The task
Taking the line with "# each point" as the start, reproduce every line until the records end, exactly and with nothing added.

Saved entries
■ ■ ■ ■ ■

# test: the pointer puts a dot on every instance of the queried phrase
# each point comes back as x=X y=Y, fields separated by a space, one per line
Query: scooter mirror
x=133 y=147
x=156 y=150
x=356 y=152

■ ■ ■ ■ ■

Task output
# each point comes back as x=X y=Y, fields separated by a space, one per line
Query: scooter mirror
x=133 y=147
x=156 y=150
x=356 y=152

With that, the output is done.